• Data excerpts:

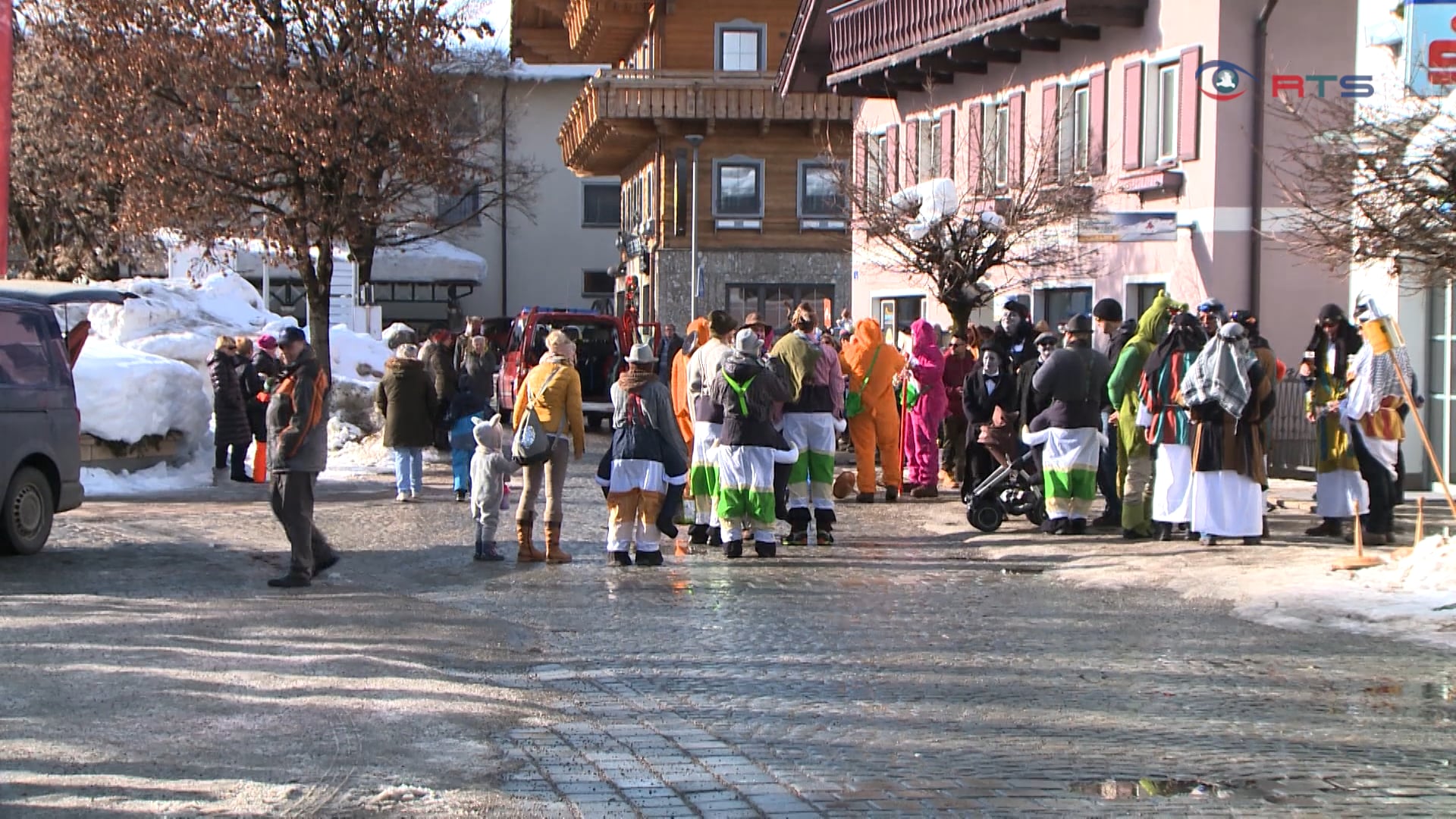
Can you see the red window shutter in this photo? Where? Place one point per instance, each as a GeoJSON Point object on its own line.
{"type": "Point", "coordinates": [948, 143]}
{"type": "Point", "coordinates": [892, 159]}
{"type": "Point", "coordinates": [1097, 126]}
{"type": "Point", "coordinates": [1190, 102]}
{"type": "Point", "coordinates": [912, 152]}
{"type": "Point", "coordinates": [1050, 121]}
{"type": "Point", "coordinates": [1131, 117]}
{"type": "Point", "coordinates": [1017, 112]}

• Aim:
Transcribe the listing above line for line without changing anything, and leave out the picture.

• Exercise response:
Can you see the red window shutter in this photo? Where? Place one point per instance, each as a GeoJSON Point object on its own line.
{"type": "Point", "coordinates": [948, 143]}
{"type": "Point", "coordinates": [892, 159]}
{"type": "Point", "coordinates": [1097, 126]}
{"type": "Point", "coordinates": [1190, 102]}
{"type": "Point", "coordinates": [912, 152]}
{"type": "Point", "coordinates": [1050, 121]}
{"type": "Point", "coordinates": [1131, 117]}
{"type": "Point", "coordinates": [1017, 112]}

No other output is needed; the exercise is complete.